Task requirements: Write out, word for word, the stretch of the passage on God's judgments in the Old Testament from "The mere fact the" through "on this basis.".

The mere fact the Bible records events that are difficult to come to terms with, does not exclude them from being true. Neither does it exclude human beings from misinterpreting those events. Perhaps however, a better understanding of God’s behavior in the Old Testament could bring the picture of the Creator into clearer, more realistic focus. As C.S. Lewis wrote, “If God is Love, He is, by definition, something more than mere kindness.”[3] This brief article argues that the harsh stories of war and judgment in the Old Testament, may be the clue to what that “more” is. God’s judgements are certainly terrible, but such judgments remain an understandable action by the eternal, holy, and loving Creator of the Bible.  The inspiration of the Scriptures cannot be rejected on this basis.

Given data:
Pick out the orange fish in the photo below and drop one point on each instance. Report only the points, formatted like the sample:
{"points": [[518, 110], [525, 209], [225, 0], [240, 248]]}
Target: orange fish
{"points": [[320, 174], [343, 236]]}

Task response:
The mere fact the Bible records events that are difficult to come to terms with, does not exclude them from being true. Neither does it exclude human beings from misinterpreting those events. Perhaps however, a better understanding of God’s behavior in the Old Testament could bring the picture of the Creator into clearer, more realistic focus. As C.S. Lewis wrote, “If God is Love, He is, by definition, something more than mere kindness.”[3] This brief article argues that the harsh stories of war and judgment in the Old Testament, may be the clue to what that “more” is. God’s judgements are certainly terrible, but such judgments remain an understandable action by the eternal, holy, and loving Creator of the Bible.  The inspiration of the Scriptures cannot be rejected on this basis.